[Stored data entries]

====================

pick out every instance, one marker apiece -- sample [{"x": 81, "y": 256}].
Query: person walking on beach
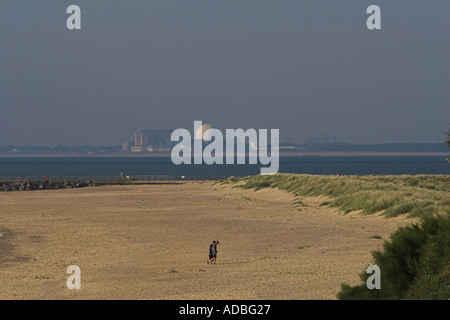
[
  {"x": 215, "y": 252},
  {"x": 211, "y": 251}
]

====================

PROBLEM REQUIREMENTS:
Each record should be written out exactly, and each image should be omitted.

TASK ANSWER:
pick out every instance, one marker apiece -- sample [{"x": 81, "y": 256}].
Query: person walking on beach
[
  {"x": 215, "y": 252},
  {"x": 211, "y": 251}
]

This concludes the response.